■ Provided information ■
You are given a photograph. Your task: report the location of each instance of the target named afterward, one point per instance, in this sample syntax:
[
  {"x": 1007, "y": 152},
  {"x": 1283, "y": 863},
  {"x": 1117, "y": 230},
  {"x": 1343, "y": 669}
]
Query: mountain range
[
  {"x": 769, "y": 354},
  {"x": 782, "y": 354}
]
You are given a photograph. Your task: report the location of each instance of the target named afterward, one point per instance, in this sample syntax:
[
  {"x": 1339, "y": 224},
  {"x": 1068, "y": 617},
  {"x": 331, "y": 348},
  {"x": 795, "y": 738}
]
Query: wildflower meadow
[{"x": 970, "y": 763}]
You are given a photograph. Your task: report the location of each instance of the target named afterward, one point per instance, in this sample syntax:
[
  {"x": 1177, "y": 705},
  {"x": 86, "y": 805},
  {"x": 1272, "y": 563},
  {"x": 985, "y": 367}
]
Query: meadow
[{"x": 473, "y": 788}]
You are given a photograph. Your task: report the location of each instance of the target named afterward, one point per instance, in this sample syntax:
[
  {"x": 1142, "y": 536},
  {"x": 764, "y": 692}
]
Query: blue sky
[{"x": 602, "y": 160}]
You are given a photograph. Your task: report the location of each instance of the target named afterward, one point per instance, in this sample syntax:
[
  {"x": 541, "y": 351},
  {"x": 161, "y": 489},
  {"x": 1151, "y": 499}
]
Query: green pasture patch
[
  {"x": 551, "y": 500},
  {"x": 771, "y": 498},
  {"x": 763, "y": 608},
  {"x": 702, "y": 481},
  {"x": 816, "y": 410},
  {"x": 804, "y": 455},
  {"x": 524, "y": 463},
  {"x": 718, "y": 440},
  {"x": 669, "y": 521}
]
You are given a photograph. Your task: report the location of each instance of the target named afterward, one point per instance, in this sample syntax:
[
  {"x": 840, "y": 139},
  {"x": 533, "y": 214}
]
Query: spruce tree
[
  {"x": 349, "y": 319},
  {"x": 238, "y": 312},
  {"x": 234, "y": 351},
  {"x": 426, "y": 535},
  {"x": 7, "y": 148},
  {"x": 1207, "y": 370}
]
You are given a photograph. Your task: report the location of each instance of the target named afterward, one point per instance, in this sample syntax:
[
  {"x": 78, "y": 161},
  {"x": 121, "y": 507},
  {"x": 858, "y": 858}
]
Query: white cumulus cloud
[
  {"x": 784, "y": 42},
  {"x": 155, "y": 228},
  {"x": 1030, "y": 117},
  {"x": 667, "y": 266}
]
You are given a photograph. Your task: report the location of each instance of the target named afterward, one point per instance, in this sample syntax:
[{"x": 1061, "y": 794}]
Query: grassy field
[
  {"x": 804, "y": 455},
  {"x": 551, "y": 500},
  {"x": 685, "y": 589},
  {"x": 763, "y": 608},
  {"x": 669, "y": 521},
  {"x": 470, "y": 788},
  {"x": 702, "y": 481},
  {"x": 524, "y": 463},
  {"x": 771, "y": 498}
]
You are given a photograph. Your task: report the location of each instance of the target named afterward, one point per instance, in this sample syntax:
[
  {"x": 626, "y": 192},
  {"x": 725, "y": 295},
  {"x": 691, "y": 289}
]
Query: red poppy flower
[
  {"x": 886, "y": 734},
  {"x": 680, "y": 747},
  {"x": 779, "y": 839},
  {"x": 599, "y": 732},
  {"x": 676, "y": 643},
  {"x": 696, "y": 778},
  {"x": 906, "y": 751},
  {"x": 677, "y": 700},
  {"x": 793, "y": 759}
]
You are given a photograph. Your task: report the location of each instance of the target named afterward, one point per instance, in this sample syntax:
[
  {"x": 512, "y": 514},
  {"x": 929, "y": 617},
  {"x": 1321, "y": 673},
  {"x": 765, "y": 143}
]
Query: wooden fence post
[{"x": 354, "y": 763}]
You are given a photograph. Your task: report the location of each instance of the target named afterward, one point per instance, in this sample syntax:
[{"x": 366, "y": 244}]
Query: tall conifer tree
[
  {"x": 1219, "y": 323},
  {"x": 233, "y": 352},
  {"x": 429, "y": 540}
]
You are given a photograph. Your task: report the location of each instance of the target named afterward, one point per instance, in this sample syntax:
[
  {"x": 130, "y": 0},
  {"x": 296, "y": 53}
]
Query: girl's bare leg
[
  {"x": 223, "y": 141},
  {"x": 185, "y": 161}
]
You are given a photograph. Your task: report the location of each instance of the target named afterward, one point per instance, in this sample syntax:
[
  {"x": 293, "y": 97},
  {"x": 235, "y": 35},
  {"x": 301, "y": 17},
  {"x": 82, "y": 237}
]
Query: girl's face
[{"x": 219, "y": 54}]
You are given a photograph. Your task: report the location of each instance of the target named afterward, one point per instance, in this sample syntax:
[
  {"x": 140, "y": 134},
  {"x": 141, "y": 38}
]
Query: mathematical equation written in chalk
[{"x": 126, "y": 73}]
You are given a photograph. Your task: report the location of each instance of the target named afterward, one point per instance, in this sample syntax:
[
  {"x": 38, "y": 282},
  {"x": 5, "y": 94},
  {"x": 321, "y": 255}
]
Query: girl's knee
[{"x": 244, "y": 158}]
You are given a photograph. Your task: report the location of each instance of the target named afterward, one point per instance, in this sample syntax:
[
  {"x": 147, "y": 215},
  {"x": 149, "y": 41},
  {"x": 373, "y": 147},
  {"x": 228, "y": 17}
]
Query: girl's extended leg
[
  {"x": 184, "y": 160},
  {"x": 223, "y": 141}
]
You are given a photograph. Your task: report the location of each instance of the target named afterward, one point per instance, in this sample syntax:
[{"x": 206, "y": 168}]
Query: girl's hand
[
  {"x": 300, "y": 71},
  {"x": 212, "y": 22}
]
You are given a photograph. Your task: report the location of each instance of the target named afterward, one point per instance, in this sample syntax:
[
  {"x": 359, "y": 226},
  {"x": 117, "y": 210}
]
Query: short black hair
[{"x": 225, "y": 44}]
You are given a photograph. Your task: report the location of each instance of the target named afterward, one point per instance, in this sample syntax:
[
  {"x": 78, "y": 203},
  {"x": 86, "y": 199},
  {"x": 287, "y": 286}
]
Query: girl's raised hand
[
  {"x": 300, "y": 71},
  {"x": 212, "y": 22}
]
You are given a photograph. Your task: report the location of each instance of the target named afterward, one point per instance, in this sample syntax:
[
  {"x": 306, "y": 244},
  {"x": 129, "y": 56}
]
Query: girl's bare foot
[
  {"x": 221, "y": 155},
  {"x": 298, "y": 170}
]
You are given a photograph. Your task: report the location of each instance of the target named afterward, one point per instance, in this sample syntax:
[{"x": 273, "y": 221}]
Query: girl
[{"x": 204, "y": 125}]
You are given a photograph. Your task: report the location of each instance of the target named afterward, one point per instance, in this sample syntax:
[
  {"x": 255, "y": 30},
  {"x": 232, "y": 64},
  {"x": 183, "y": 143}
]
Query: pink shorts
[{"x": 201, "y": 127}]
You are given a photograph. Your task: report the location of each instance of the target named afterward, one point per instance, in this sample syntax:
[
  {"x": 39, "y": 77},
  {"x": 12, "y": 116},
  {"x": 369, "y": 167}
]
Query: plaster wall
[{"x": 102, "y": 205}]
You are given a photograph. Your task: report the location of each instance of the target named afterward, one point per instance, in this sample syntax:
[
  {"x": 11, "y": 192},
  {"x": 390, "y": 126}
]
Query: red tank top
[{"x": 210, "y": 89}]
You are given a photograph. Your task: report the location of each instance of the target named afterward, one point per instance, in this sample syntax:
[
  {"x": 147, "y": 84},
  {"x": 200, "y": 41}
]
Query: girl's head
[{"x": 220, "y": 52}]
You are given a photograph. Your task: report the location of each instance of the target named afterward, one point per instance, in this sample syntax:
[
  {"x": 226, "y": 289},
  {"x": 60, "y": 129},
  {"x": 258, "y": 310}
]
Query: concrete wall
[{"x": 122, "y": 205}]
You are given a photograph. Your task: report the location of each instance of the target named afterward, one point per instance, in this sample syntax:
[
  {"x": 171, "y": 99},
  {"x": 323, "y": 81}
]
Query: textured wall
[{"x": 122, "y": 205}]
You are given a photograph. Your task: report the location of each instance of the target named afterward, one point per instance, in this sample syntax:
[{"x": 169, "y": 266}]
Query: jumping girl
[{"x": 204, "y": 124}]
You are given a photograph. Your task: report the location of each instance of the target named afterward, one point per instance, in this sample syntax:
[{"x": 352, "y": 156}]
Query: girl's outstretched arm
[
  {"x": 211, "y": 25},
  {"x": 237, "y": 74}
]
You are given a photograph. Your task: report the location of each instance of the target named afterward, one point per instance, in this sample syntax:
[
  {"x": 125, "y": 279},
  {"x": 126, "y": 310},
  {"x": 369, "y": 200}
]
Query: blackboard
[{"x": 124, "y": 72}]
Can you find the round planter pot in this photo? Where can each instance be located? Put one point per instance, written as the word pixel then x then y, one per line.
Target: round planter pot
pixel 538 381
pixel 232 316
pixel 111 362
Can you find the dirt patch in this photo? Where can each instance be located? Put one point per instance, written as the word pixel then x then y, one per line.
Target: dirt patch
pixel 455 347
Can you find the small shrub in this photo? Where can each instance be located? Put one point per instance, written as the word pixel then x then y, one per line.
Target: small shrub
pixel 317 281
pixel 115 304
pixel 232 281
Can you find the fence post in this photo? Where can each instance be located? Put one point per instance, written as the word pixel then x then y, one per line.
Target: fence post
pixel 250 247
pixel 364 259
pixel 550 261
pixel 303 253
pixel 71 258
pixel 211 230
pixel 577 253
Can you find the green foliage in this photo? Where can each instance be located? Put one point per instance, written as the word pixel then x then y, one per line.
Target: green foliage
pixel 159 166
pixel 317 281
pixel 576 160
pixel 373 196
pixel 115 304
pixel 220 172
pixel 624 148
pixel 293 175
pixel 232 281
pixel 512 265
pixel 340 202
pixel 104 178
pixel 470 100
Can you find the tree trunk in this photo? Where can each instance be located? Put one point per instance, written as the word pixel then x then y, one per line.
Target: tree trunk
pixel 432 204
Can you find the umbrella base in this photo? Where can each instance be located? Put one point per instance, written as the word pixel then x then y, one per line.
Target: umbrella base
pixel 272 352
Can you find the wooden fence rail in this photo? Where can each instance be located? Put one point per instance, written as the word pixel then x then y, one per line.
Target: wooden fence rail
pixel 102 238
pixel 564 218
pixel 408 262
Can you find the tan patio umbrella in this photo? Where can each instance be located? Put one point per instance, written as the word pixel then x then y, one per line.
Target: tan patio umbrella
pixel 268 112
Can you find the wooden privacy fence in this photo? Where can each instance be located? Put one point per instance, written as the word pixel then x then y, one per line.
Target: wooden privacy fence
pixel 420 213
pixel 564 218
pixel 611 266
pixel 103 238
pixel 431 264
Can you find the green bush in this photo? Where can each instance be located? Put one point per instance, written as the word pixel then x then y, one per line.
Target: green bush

■ Required work ■
The lines that contain the word "bush" are wanted; copy each of them from the records.

■ Result of this exercise ■
Can you find the green bush in this photo? Where can each instance be located? Put one point per instance, written as the word pixel then x then y, one per line.
Target: green bush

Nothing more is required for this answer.